It has been about two months since my last blog post. Since then, Thanksgiving and Christmas have come and gone and a new year is upon us. Not much to report on the melanoma, or even diabetes, fronts. I have my quarterly scans next month and, if all goes well, my scans after that will be scheduled every four months instead of every three, which will be nice. Management of my diabetes continues to be a challenge, but overall I feel better than I have in two years. I’m feeling very optimistic.

Speaking of Christmas, one of the gifts I received from Lynn is one of those fitness tracker “smart” watches. I wanted it mostly so that I could connect it via my cell phone to my CGM (continous glucose monitor). By doing this, I can now see my current blood glucose reading with a flick of my wrist instead of taking out my phone, and opening the app. Taking out my phone is awkward when I’m in a work meeting and dangerously distracting when I’m driving. I’m happy that I can get that information more easily now. For those that are interested in the technical details, my CGM is a Dexcom G6, and my smart watch is a Fitbit Versa 2 using the Glance watch face. Feel free to drop me a line if you want more info.

============

- _WHAT YOU ARE ASKED TO DO_
Please reproduce the blog post above about scans, diabetes and a new smart watch, word for word and in full.

============

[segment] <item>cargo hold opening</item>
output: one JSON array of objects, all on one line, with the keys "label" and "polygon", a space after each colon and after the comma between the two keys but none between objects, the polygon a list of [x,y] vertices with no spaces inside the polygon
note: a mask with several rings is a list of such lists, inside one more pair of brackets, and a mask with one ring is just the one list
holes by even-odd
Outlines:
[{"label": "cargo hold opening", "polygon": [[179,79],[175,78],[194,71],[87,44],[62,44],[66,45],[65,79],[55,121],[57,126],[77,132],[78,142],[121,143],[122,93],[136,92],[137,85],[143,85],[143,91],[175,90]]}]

============

- _ANSWER FOR THIS EXERCISE_
It has been about two months since my last blog post. Since then, Thanksgiving and Christmas have come and gone and a new year is upon us. Not much to report on the melanoma, or even diabetes, fronts. I have my quarterly scans next month and, if all goes well, my scans after that will be scheduled every four months instead of every three, which will be nice. Management of my diabetes continues to be a challenge, but overall I feel better than I have in two years. I’m feeling very optimistic.

Speaking of Christmas, one of the gifts I received from Lynn is one of those fitness tracker “smart” watches. I wanted it mostly so that I could connect it via my cell phone to my CGM (continous glucose monitor). By doing this, I can now see my current blood glucose reading with a flick of my wrist instead of taking out my phone, and opening the app. Taking out my phone is awkward when I’m in a work meeting and dangerously distracting when I’m driving. I’m happy that I can get that information more easily now. For those that are interested in the technical details, my CGM is a Dexcom G6, and my smart watch is a Fitbit Versa 2 using the Glance watch face. Feel free to drop me a line if you want more info.